Her teenage brush with the law illustrates how prisons and classrooms intersect. State law gives prosecutors the option to charge a 17-year-old junior—who fought a 16-year-old schoolmate, in the first known incident of fighting in her high school career—with felonious assault on a child, much as one would charge a person twice her age for laying hands on the same 16-year-old. How else can one explain that MMSD’s Black students were cited roughly 10 times more often and arrested 7.5 times more often than their white peers during the 2015-16 school year? The false equivalency here between a fight at school and actual child abuse is staggering in theory, but commonplace in action in a landscape dead set on negating youthfulness—especially Black youthfulness—in the most literal sense imaginable.

The context of this incident eerily resembles similar legislation changes in Missouri schools, highlighted at the turn of the year by a change in existing law dealing with felony assault charges on school grounds. Before the change, Missouri prosecutors already had the option to file a felony charge against any child knowingly committing physical assault on school property; since January 1, Missouri criminal code removed the school-specific location as an automatic qualifier, meaning schoolyard fights could be misdemeanors depending on the circumstances.

■ Dataset ■
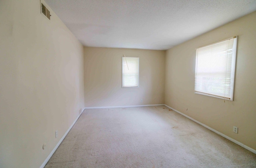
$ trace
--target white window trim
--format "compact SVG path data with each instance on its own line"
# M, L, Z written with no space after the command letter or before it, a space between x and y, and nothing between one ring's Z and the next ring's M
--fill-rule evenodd
M225 40L223 40L216 42L214 43L211 44L210 45L208 45L207 46L203 46L201 47L198 48L196 49L196 66L195 68L196 68L197 67L197 59L198 59L198 48L202 48L203 47L207 47L208 46L211 46L213 44L215 44L218 43L226 40L230 40L232 38L235 38L234 42L234 44L232 48L232 62L231 65L231 84L230 84L230 98L227 98L226 97L222 97L218 96L216 96L211 94L208 94L205 93L202 93L201 92L196 91L195 90L194 93L196 94L200 94L204 96L207 96L210 97L213 97L216 98L221 98L224 100L227 100L230 101L233 101L234 100L234 78L235 78L235 74L236 71L236 49L237 48L237 39L238 36L236 36L232 37L230 38L227 38ZM196 72L195 72L196 73ZM195 76L196 74L195 74Z
M139 68L139 71L138 71L138 78L139 78L139 80L138 81L138 86L123 86L123 58L124 58L124 57L126 57L126 58L139 58L138 59L138 68ZM122 88L138 88L140 87L140 57L138 57L138 56L122 56Z

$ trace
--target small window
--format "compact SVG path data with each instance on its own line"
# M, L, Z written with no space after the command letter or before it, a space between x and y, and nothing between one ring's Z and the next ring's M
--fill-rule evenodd
M195 93L233 101L237 39L196 49Z
M139 87L139 58L122 57L122 87Z

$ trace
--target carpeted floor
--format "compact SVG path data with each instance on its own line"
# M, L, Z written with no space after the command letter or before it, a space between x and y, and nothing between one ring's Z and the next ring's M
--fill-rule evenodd
M88 109L45 167L256 167L256 154L165 106Z

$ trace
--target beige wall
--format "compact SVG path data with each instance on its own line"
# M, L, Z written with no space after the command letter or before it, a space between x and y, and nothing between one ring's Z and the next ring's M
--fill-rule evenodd
M92 47L84 51L86 107L164 103L165 51ZM122 88L123 54L140 57L139 88Z
M256 150L256 12L166 51L165 104ZM234 101L194 93L195 49L238 36ZM188 108L188 110L186 110ZM238 127L238 134L233 126Z
M1 167L40 167L84 107L83 46L50 10L0 1Z

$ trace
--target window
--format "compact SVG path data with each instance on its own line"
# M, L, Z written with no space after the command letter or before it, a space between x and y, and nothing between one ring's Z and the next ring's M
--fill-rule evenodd
M122 87L139 87L139 58L122 57Z
M237 39L196 49L195 93L233 101Z

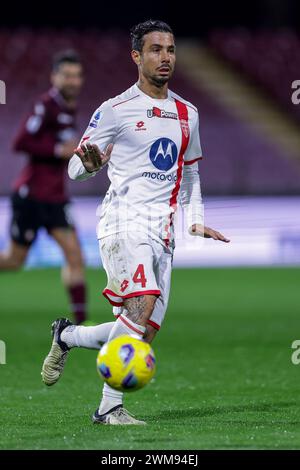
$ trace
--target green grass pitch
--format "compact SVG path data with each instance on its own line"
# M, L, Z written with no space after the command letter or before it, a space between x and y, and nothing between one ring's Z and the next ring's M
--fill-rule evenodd
M104 272L87 276L91 319L111 321ZM90 420L96 351L72 351L61 380L41 382L50 324L68 312L59 270L1 273L0 448L300 448L298 269L178 269L172 282L156 378L125 401L148 426L120 428Z

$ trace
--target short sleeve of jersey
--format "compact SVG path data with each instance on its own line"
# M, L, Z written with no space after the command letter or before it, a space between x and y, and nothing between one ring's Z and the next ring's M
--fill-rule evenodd
M198 112L193 111L190 125L190 139L184 154L184 164L191 165L202 158L202 149L199 135Z
M92 115L80 144L96 144L103 152L108 144L114 143L117 134L115 112L109 102L103 103Z

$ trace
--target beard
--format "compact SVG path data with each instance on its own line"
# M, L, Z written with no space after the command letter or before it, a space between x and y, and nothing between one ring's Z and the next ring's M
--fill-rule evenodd
M172 73L170 73L170 75L168 77L159 77L159 76L152 76L152 77L149 77L149 81L157 86L158 88L161 88L163 87L166 83L168 83L168 81L170 80L170 78L172 77Z

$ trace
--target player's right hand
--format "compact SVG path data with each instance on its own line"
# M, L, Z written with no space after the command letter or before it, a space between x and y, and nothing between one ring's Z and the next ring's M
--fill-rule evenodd
M105 152L101 152L96 144L81 144L74 153L80 158L86 171L93 173L100 170L110 159L113 144L106 147Z

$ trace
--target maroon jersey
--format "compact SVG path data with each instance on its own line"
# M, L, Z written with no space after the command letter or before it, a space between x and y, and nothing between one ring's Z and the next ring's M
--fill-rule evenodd
M55 88L35 102L14 142L14 150L28 154L27 164L14 184L21 196L45 202L68 199L65 189L68 161L55 155L55 148L76 138L75 113Z

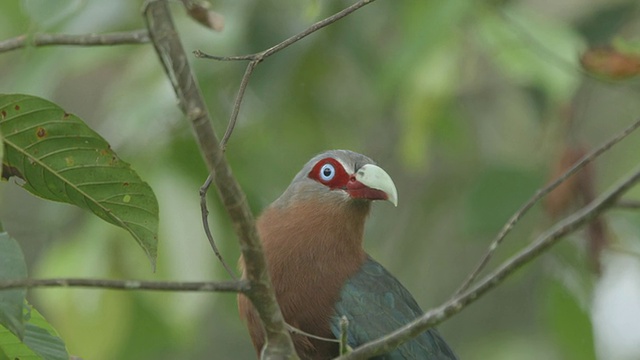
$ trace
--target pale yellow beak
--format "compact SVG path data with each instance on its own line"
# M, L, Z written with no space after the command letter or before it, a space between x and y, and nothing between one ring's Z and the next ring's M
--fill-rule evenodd
M396 184L393 183L391 176L381 167L373 164L362 166L356 173L356 180L371 189L384 192L387 194L386 200L390 201L394 206L398 206Z

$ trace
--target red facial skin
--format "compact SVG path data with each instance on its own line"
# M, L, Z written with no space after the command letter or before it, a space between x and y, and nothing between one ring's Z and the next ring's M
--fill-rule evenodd
M326 164L333 165L335 174L330 180L324 180L320 174ZM309 172L309 178L313 179L331 190L344 190L354 199L388 200L389 196L384 191L372 189L356 179L356 174L349 174L342 164L334 158L325 158L318 161Z

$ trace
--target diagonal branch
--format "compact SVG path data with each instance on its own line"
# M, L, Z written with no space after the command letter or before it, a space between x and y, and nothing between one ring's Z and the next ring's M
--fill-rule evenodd
M304 30L301 33L298 33L296 35L293 35L291 37L289 37L288 39L264 50L261 51L259 53L255 53L255 54L249 54L249 55L240 55L240 56L217 56L217 55L209 55L206 54L200 50L196 50L193 53L195 54L195 56L200 57L200 58L204 58L204 59L213 59L213 60L219 60L219 61L235 61L235 60L251 60L251 61L262 61L266 58L268 58L269 56L277 53L278 51L289 47L290 45L293 45L295 43L297 43L298 41L304 39L305 37L313 34L314 32L322 29L325 26L331 25L334 22L342 19L343 17L351 14L352 12L360 9L361 7L370 4L372 2L374 2L375 0L360 0L356 3L354 3L353 5L345 8L344 10L335 13L332 16L329 16L326 19L320 20L318 22L316 22L315 24L311 25L310 27L308 27L306 30Z
M635 123L631 124L631 126L627 127L619 134L611 138L606 143L602 144L597 149L593 150L589 154L585 155L580 161L575 163L570 169L565 171L559 178L551 182L546 187L538 190L529 201L527 201L518 211L516 211L513 216L507 221L507 223L502 227L500 233L489 245L489 249L484 254L476 268L471 272L469 277L465 280L465 282L460 286L458 291L455 292L454 295L460 295L465 290L469 288L469 286L473 283L473 281L480 275L480 272L485 268L485 266L489 263L489 260L493 257L493 254L498 249L498 246L502 243L504 238L511 232L516 223L535 205L540 199L545 197L548 193L553 191L553 189L557 188L560 184L562 184L565 180L567 180L570 176L580 171L583 167L585 167L588 163L595 160L598 156L605 153L615 144L619 143L622 139L631 134L634 130L640 127L640 120L637 120Z
M267 272L253 214L219 146L204 99L171 19L167 1L150 0L145 4L143 12L153 45L171 80L180 107L191 122L200 152L210 171L213 171L213 182L218 195L238 235L240 249L246 261L246 278L251 284L246 295L260 316L267 338L263 357L296 359L297 355Z
M12 39L0 41L0 52L20 49L28 46L101 46L101 45L132 45L146 44L149 33L146 29L113 32L106 34L35 34L33 36L20 35Z
M640 182L640 169L636 170L606 194L568 216L563 221L557 223L547 232L541 234L536 241L503 263L500 268L487 276L471 290L461 295L454 296L445 304L426 312L415 321L386 336L369 342L355 349L353 352L337 359L368 359L376 355L384 354L409 341L427 329L459 313L465 307L478 300L481 296L500 285L507 277L515 273L524 265L530 263L547 249L557 244L564 236L587 224L605 210L615 206L615 202L620 198L620 196L638 182Z
M84 287L110 290L238 292L250 290L249 282L237 281L139 281L111 279L20 279L0 281L0 290L40 287Z

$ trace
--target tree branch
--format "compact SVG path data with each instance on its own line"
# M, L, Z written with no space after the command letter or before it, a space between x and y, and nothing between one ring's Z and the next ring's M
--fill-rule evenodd
M580 171L588 163L592 162L598 156L602 155L611 147L613 147L615 144L617 144L622 139L627 137L638 127L640 127L640 120L637 120L635 123L631 124L631 126L627 127L622 132L620 132L619 134L611 138L609 141L605 142L600 147L596 148L589 154L582 157L580 161L575 163L570 169L565 171L560 177L555 179L553 182L551 182L549 185L545 186L544 188L538 190L533 195L533 197L531 197L529 201L527 201L520 209L518 209L518 211L516 211L516 213L513 214L513 216L511 216L511 218L509 219L509 221L507 221L507 223L502 227L502 229L500 230L500 233L498 233L498 236L496 236L496 238L491 242L491 245L489 245L489 249L487 250L485 255L482 257L482 259L480 260L476 268L471 272L471 274L465 280L462 286L460 286L458 291L455 292L455 295L459 295L469 288L469 286L473 283L473 281L478 277L480 272L489 263L489 260L493 257L493 254L496 252L496 250L498 249L498 246L502 243L502 241L507 236L507 234L511 232L511 230L516 225L516 223L520 221L520 219L529 211L529 209L533 207L533 205L535 205L540 199L545 197L548 193L553 191L553 189L557 188L570 176Z
M113 32L107 34L35 34L20 35L0 42L0 52L20 49L27 46L101 46L101 45L131 45L146 44L149 40L147 30Z
M515 273L518 269L540 256L553 245L557 244L565 235L570 234L582 225L585 225L608 208L615 206L615 202L618 198L620 198L622 194L632 186L636 185L639 181L640 170L636 170L631 176L628 176L612 190L568 216L563 221L557 223L547 232L541 234L536 241L503 263L500 268L487 276L481 283L473 287L471 290L461 295L455 295L445 304L426 312L415 321L386 336L369 342L345 356L340 356L337 359L368 359L376 355L384 354L409 341L430 327L433 327L459 313L488 291L500 285L507 277Z
M310 27L308 27L306 30L304 30L301 33L298 33L296 35L291 36L290 38L264 50L255 54L249 54L249 55L240 55L240 56L217 56L217 55L209 55L206 54L200 50L196 50L193 52L193 54L196 57L199 58L204 58L204 59L213 59L213 60L219 60L219 61L236 61L236 60L251 60L251 61L262 61L266 58L268 58L269 56L277 53L278 51L289 47L290 45L295 44L296 42L304 39L305 37L313 34L314 32L322 29L325 26L331 25L334 22L342 19L343 17L351 14L352 12L360 9L361 7L374 2L375 0L360 0L357 3L354 3L353 5L345 8L344 10L329 16L326 19L320 20L318 22L316 22L315 24L311 25Z
M110 290L240 292L250 290L249 282L237 281L138 281L111 279L20 279L0 281L0 290L40 287L84 287Z
M213 182L218 189L218 195L238 235L240 249L246 261L246 278L251 284L251 289L246 295L255 306L265 329L267 342L262 352L263 358L297 359L269 279L253 214L219 146L204 99L191 74L184 48L173 25L167 2L148 1L143 11L153 45L171 80L180 107L191 122L200 152L210 171L213 171Z

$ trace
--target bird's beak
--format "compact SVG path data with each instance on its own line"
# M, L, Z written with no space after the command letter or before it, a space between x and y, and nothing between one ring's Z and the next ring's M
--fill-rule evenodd
M398 190L391 176L373 164L366 164L358 169L347 185L347 192L354 198L388 200L398 206Z

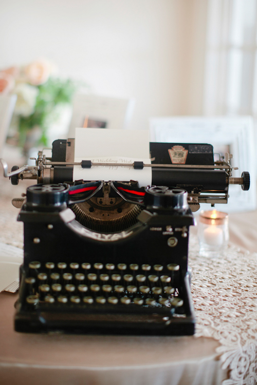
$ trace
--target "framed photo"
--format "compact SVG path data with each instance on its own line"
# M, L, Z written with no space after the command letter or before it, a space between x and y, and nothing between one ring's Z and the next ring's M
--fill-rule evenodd
M243 191L239 185L230 185L227 204L215 204L221 211L240 212L256 207L256 161L253 119L250 117L175 117L150 119L152 142L164 143L208 143L213 146L214 160L226 152L233 155L232 177L238 178L243 171L250 173L249 191ZM209 209L210 205L201 204L201 208Z
M132 117L135 101L115 98L77 94L68 138L75 138L75 128L127 128Z

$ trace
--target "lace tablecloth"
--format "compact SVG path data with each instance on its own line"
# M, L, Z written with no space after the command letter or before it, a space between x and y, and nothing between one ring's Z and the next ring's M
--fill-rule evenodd
M199 257L190 242L196 336L212 337L229 379L223 385L257 383L257 253L230 245L222 257Z

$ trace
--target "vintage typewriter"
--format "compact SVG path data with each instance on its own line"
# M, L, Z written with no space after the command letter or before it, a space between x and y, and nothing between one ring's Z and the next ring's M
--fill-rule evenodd
M40 151L35 166L9 174L2 160L13 184L38 182L12 202L24 224L15 330L193 334L192 211L227 203L230 184L248 189L249 174L232 178L229 157L214 163L209 144L151 143L151 164L133 166L151 167L152 186L73 182L74 146L55 141L51 157Z

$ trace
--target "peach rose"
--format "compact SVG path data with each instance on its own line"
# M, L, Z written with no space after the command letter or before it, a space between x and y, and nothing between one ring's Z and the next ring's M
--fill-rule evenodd
M4 71L0 72L0 93L9 93L14 87L14 78Z
M45 60L33 62L24 69L28 82L33 86L39 86L48 79L51 72L51 65Z

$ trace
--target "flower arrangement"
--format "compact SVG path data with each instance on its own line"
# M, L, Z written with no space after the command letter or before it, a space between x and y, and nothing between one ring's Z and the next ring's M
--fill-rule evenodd
M39 132L36 144L47 145L47 129L58 118L56 106L70 104L78 88L74 81L56 78L54 73L54 66L45 60L0 71L0 94L17 95L11 125L16 127L22 147L35 128Z

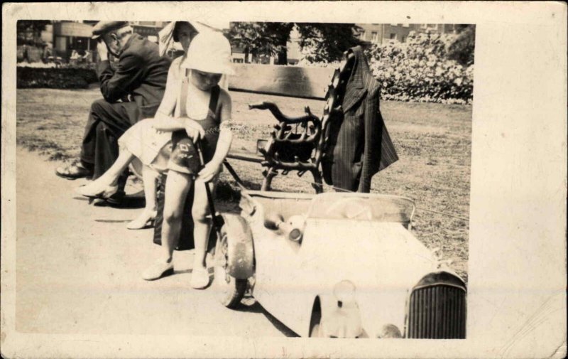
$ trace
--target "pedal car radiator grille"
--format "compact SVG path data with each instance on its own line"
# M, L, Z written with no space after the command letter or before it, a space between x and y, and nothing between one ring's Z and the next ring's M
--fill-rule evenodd
M444 274L451 275L447 273ZM451 282L459 280L452 277L454 280ZM419 284L410 294L406 337L465 338L465 285L463 282L456 285L454 283L441 283L438 280L435 282L437 283L426 285Z

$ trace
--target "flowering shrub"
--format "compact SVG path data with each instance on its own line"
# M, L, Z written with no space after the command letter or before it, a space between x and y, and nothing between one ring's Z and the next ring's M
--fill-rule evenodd
M410 33L406 43L374 45L366 51L381 97L420 102L471 103L474 65L447 59L455 36Z

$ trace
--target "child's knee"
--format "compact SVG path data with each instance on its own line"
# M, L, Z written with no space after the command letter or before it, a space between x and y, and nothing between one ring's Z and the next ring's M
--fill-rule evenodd
M178 210L166 210L164 208L163 212L164 221L167 222L168 225L171 225L182 220L182 212Z
M191 215L195 221L207 222L209 220L209 208L206 205L194 205L191 210Z

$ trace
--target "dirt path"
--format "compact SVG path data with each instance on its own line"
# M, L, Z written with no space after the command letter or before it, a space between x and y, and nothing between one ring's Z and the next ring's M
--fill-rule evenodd
M18 149L17 331L293 335L253 299L234 311L218 303L214 289L192 289L192 251L175 253L175 275L142 280L159 247L153 230L126 228L140 210L88 205L73 191L84 180L57 177L58 165Z

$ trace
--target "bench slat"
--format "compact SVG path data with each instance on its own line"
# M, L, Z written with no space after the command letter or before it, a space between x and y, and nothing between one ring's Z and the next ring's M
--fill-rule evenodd
M238 64L229 89L255 93L322 100L335 68Z

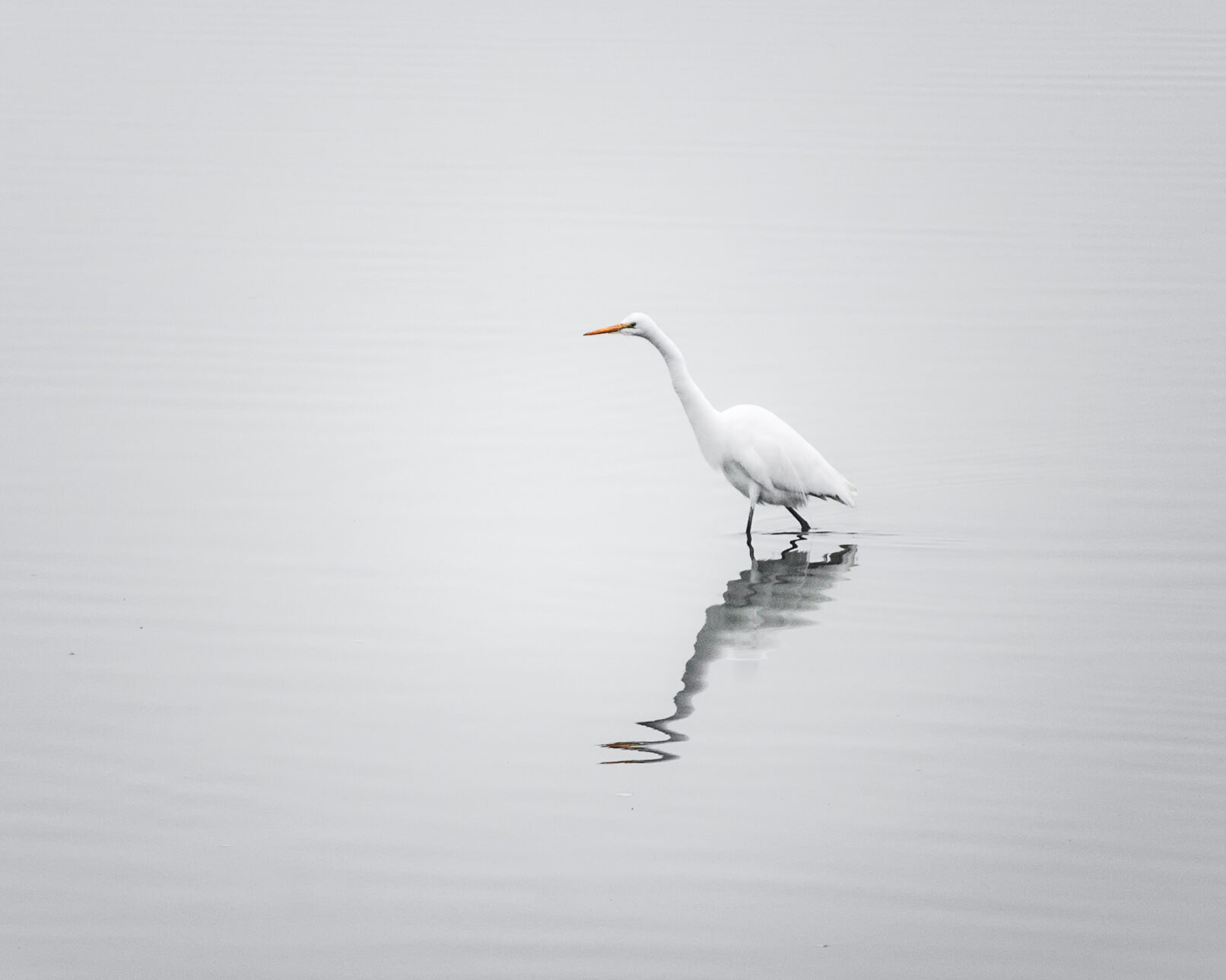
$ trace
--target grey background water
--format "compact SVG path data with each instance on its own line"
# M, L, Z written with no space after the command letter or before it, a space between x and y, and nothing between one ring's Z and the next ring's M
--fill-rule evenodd
M0 18L6 976L1222 975L1220 4Z

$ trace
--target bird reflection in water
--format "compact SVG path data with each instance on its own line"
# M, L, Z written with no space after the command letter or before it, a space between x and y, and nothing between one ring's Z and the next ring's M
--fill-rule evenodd
M805 613L831 601L830 589L856 564L856 546L840 545L821 557L812 553L805 535L792 538L779 558L758 561L749 548L749 568L728 583L723 602L706 611L706 622L694 639L694 655L682 672L682 688L673 695L673 713L655 721L640 721L663 738L607 742L604 748L638 752L649 758L607 759L603 764L668 762L677 754L663 746L685 742L688 735L673 731L673 722L694 714L694 698L706 687L710 666L723 659L758 660L766 634L777 629L812 626ZM802 549L802 546L803 547Z

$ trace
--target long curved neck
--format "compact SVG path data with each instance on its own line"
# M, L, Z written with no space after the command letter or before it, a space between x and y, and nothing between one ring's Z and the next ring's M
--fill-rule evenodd
M718 429L720 413L706 400L706 395L694 383L694 379L690 378L680 348L662 332L649 336L647 340L655 345L656 350L660 351L660 356L664 358L664 364L668 367L668 377L673 381L673 391L680 399L682 407L685 410L685 417L689 418L694 435L698 437L698 444L702 450L702 455L707 456L707 461L714 465L709 450L714 451L715 449L715 435Z

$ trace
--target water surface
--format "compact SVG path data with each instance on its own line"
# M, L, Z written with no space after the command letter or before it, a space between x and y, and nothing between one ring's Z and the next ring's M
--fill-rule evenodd
M1221 975L1217 7L5 18L6 974Z

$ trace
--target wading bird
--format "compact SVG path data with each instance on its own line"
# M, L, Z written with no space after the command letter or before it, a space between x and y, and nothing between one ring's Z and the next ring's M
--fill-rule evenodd
M802 531L809 530L809 523L796 508L804 507L809 497L856 505L856 488L777 415L756 405L733 405L717 412L690 378L680 350L645 313L631 313L613 326L584 336L597 334L642 337L660 351L702 457L749 498L745 538L750 546L758 504L786 508Z

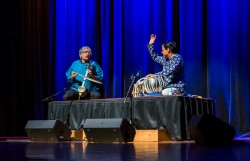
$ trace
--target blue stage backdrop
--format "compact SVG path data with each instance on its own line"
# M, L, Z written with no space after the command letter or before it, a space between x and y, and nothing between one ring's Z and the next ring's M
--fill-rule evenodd
M146 47L154 33L159 54L164 41L177 42L187 93L215 99L216 115L248 135L248 0L58 0L51 6L55 91L69 87L65 72L88 45L104 71L105 98L125 97L132 74L161 70Z

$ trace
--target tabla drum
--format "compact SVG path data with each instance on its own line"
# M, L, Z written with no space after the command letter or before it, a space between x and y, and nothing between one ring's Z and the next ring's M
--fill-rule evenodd
M139 97L150 93L161 92L164 86L163 77L156 75L152 77L143 77L133 86L133 97Z

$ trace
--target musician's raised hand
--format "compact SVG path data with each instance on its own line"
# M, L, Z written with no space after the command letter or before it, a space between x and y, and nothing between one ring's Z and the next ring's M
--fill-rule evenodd
M155 34L151 34L150 35L150 40L149 40L149 45L153 45L156 39L156 35Z

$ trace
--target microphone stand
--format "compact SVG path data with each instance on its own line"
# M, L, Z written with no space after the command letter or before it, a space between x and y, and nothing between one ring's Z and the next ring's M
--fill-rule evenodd
M127 98L128 97L130 98L130 123L132 125L134 125L135 123L134 123L133 103L132 103L133 95L131 94L131 89L132 89L132 86L134 85L135 78L138 77L139 75L140 75L140 72L137 72L137 74L135 76L132 74L132 76L130 78L132 81L131 81L131 84L130 84L129 89L127 91L127 95L126 95L124 102L123 102L125 104L127 102Z

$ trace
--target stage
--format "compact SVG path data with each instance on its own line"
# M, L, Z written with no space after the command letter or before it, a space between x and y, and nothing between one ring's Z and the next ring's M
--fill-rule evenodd
M215 114L215 100L184 96L53 101L48 120L61 120L81 130L86 119L125 118L137 130L166 130L171 140L190 140L188 121L198 114Z

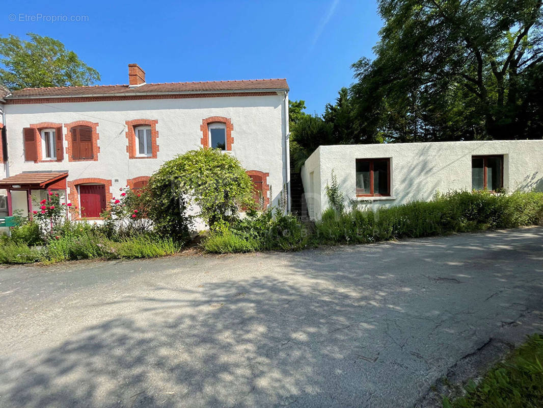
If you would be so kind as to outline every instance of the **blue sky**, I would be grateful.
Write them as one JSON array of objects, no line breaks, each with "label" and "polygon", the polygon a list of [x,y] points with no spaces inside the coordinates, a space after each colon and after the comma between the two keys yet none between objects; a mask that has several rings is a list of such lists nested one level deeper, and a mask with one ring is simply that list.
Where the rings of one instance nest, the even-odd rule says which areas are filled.
[{"label": "blue sky", "polygon": [[[58,15],[88,21],[43,21]],[[21,21],[33,18],[41,21]],[[127,83],[130,63],[147,82],[284,77],[290,98],[305,100],[310,113],[353,82],[351,64],[372,56],[382,25],[369,0],[18,1],[3,4],[0,21],[3,36],[60,40],[101,84]]]}]

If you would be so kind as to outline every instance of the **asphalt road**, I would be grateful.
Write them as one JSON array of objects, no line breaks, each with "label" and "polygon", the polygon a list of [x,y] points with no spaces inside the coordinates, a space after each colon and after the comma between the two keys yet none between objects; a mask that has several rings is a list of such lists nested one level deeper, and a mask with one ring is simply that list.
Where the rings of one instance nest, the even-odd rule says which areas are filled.
[{"label": "asphalt road", "polygon": [[540,227],[5,268],[0,407],[413,406],[542,311]]}]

■ Instructions to follow ■
Pull out the stretch from "Her teenage brush" through "literal sense imaginable." from the passage on school fights and criminal charges, word for word. The lines above come from a different source than the text.

■ Task result ■
Her teenage brush with the law illustrates how prisons and classrooms intersect. State law gives prosecutors the option to charge a 17-year-old junior—who fought a 16-year-old schoolmate, in the first known incident of fighting in her high school career—with felonious assault on a child, much as one would charge a person twice her age for laying hands on the same 16-year-old. How else can one explain that MMSD’s Black students were cited roughly 10 times more often and arrested 7.5 times more often than their white peers during the 2015-16 school year? The false equivalency here between a fight at school and actual child abuse is staggering in theory, but commonplace in action in a landscape dead set on negating youthfulness—especially Black youthfulness—in the most literal sense imaginable.